[Exercise instructions]: Rewrite the rows below, replacing "place a dot on" with "put a mark on" every time it appears and keeping everything else the same.

** Begin Record set **

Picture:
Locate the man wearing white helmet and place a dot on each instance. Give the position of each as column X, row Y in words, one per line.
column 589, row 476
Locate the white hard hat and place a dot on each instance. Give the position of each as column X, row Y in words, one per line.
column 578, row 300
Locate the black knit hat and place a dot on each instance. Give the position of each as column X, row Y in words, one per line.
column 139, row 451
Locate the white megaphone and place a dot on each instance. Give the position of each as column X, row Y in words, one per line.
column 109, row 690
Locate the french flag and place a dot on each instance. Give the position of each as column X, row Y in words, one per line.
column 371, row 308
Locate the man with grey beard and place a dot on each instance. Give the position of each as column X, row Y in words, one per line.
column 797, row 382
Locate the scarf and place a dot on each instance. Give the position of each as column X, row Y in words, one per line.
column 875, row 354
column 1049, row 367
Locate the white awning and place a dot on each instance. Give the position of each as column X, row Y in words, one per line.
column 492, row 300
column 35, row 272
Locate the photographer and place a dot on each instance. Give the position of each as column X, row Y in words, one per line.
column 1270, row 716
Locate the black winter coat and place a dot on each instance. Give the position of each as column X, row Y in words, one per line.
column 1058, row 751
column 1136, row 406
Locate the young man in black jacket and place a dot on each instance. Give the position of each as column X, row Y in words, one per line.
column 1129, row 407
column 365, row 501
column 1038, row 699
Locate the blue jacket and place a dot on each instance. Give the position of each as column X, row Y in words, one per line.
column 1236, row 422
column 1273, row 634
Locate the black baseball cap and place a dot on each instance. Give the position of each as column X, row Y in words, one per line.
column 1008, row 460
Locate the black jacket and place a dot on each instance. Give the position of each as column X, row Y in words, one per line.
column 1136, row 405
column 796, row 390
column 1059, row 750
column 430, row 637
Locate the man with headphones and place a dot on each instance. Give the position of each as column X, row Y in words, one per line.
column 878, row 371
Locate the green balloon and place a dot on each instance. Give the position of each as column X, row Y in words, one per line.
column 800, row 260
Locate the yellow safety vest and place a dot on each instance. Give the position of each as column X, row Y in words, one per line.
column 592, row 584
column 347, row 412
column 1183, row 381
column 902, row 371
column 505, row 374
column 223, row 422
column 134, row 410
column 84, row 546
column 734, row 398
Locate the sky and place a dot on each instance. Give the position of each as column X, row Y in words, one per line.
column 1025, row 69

** End Record set **

[The response]:
Picture:
Locate the man wearing white helmet and put a mark on each instance. Give the position of each as column X, row Y in words, one per line.
column 589, row 476
Locate the white hard hat and put a mark on each instance. Give the position of each as column X, row Y in words, one per line.
column 578, row 300
Locate the black knit hat and put a mark on each instance. Give the position of each as column X, row Y in words, one per line.
column 139, row 451
Locate the white megaphone and put a mark on each instance. Give the position of each as column X, row Y in words, one per line.
column 109, row 690
Locate the french flag and put a mark on each instance. Give the position of each as column X, row Y in words, one per line.
column 371, row 308
Locate the man with grey beard and put a mark on each instance. Give the position of each as column X, row Y in words, one per line.
column 797, row 382
Locate the scarf and put a mark on each instance. Give the position of each as column X, row Y in words, one per line.
column 875, row 354
column 1049, row 367
Locate the white awning and put a mark on each instance. Give the position of each as column X, row Y in words, one per line.
column 492, row 300
column 35, row 272
Locate the photographer and put a mark on each instance. Give the position of each as column X, row Y in words, one per line.
column 1270, row 716
Locate the black winter coat and put a mark on each instance. Give the position of each as column X, row Y in words, one per line.
column 1058, row 751
column 1136, row 406
Locate the young man in black jacket and put a mark on each instance. Give the position of each as column X, row Y in words, one per line.
column 1129, row 407
column 365, row 501
column 1038, row 699
Locate the blue jacket and put a mark on each instance. Give the position of each as column X, row Y in words, one per line.
column 1236, row 422
column 1273, row 634
Locate the black baseball cap and put a mark on each instance. Give the position of each as column X, row Y in words, one per line.
column 1008, row 460
Locate the black jacket and put a mark on each instance. Give the position of each as column X, row Y in words, one per line.
column 1136, row 405
column 796, row 390
column 1059, row 750
column 430, row 637
Locate the man with headphones and put a mark on each instance. Give the position of each as column X, row Y in words, one per line.
column 878, row 371
Locate the green balloon and put a mark on each instance. Give the position of each as column X, row Y in words, one per line.
column 800, row 260
Locate the yellow safety vest and put a mark on each instance. Give the position of each as column X, row Y in words, one per line.
column 592, row 584
column 347, row 412
column 1183, row 381
column 902, row 371
column 505, row 374
column 223, row 422
column 134, row 410
column 84, row 546
column 734, row 398
Locate the sky and put a mark on each instance. Give the position of each as column X, row Y in words, one per line.
column 1025, row 69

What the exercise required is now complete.